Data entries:

▬▬▬▬▬▬

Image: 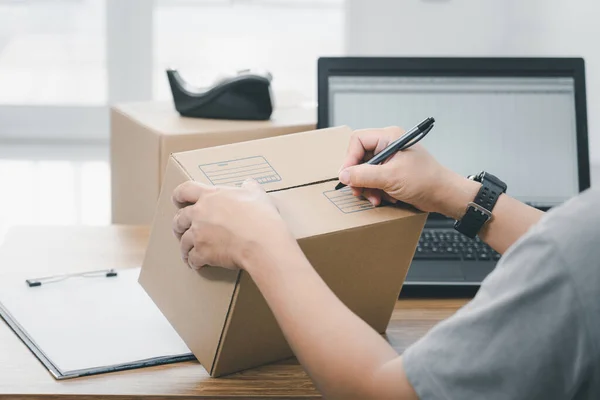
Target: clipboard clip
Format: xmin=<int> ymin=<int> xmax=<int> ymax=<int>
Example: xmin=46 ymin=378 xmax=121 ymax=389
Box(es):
xmin=25 ymin=269 xmax=117 ymax=287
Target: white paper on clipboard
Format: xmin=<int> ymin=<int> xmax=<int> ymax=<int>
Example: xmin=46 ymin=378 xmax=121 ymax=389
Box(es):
xmin=0 ymin=268 xmax=194 ymax=379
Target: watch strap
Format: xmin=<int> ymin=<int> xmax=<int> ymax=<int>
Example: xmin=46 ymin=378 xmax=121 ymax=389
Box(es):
xmin=454 ymin=172 xmax=506 ymax=238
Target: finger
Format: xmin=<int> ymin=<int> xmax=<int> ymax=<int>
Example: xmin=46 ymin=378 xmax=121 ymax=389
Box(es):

▬▬▬▬▬▬

§ **Goal**:
Could you change "clipboard" to "notepad" everywhere in the rows above, leave everything else as it is, and omit the pictures from your answer?

§ **Solution for this problem**:
Image: 
Target: notepad clip
Format: xmin=<int> ymin=<int> xmax=<int> ymax=<int>
Example: xmin=46 ymin=378 xmax=121 ymax=389
Box(es):
xmin=25 ymin=269 xmax=117 ymax=287
Target: white paper on notepad
Format: xmin=<int> ymin=<int> xmax=<int> ymax=<int>
Example: xmin=46 ymin=378 xmax=121 ymax=389
Box(es):
xmin=0 ymin=268 xmax=194 ymax=379
Target: watch strap
Format: xmin=<int> ymin=<int> xmax=<int> ymax=<int>
Example: xmin=46 ymin=378 xmax=121 ymax=389
Box(es):
xmin=454 ymin=172 xmax=506 ymax=238
Target: finger
Format: xmin=<int> ymin=<int> xmax=<int> ymax=<int>
Example: xmin=46 ymin=378 xmax=121 ymax=389
Box(es):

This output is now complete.